▶ Required task: Write out every entry word for word.

▶ Raw data:

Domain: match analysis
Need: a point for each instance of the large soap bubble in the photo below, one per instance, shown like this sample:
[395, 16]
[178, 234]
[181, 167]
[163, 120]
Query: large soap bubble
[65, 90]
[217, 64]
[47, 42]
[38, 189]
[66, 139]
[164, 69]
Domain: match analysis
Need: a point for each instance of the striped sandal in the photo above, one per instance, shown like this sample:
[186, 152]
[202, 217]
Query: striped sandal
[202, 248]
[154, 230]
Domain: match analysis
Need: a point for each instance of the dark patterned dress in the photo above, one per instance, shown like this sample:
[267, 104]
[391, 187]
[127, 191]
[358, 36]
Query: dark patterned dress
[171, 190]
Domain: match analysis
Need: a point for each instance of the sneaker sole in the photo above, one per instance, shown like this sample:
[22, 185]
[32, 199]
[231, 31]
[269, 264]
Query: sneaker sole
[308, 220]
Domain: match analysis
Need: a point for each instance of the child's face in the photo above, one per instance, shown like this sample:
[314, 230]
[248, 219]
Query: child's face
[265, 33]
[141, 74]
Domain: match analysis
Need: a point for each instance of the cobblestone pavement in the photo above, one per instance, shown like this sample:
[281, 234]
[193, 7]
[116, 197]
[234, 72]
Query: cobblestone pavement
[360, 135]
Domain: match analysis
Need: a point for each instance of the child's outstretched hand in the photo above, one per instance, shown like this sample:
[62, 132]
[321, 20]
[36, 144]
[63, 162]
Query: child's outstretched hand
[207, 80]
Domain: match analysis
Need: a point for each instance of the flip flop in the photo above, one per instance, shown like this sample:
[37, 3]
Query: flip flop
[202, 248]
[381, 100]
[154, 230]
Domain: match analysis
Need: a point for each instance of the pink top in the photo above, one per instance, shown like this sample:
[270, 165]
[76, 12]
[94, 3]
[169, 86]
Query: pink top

▶ Response to the task:
Domain: match analysis
Need: a point for each instance of the large soap bubble in the photo below, one per instance, shown like this sample:
[395, 16]
[178, 234]
[181, 167]
[163, 120]
Query: large soap bubble
[65, 90]
[217, 64]
[47, 42]
[38, 189]
[66, 139]
[164, 69]
Domain: match analysis
Need: a point for each instance of the striped sandal in the photo above, one per instance, shown like this sample:
[186, 152]
[202, 217]
Query: striped sandal
[202, 248]
[154, 230]
Domain: match analysis
Need: a point for each instance of the dark patterned dress in the photo above, one per instance, shown like this sample:
[267, 104]
[391, 187]
[127, 191]
[358, 36]
Query: dark patterned dress
[171, 190]
Domain: match analysis
Need: a point for each instance of the sneaker sole in the photo above, one per instance, shown like this sample:
[22, 185]
[32, 199]
[231, 31]
[269, 264]
Query: sneaker sole
[308, 220]
Domain: match analysis
Need: a point for each instance of the child's face in the photo above, one per instance, shown like this sample:
[314, 230]
[248, 219]
Query: child's face
[265, 33]
[141, 74]
Domain: match analysis
Need: a point for each instance of the cobblestone pavement in the photo above, one per instance, shown like this sample:
[281, 234]
[193, 7]
[116, 197]
[234, 72]
Query: cobblestone pavement
[360, 135]
Domain: match analysis
Need: a point for each instance of the child's outstretched hand in the photo above, one per instance, shown like this sample:
[62, 132]
[321, 20]
[36, 144]
[63, 162]
Query: child's outstretched hand
[207, 80]
Domain: match analysis
Need: a point for each instance of the flip flop in the photo above, one per instance, shown like this sample:
[37, 3]
Query: flip flop
[202, 248]
[381, 100]
[154, 230]
Domain: match analysis
Need: a point for each instance of the pink top in the photo above, one per instance, shown like this sample:
[270, 165]
[76, 12]
[94, 3]
[169, 86]
Query: pink top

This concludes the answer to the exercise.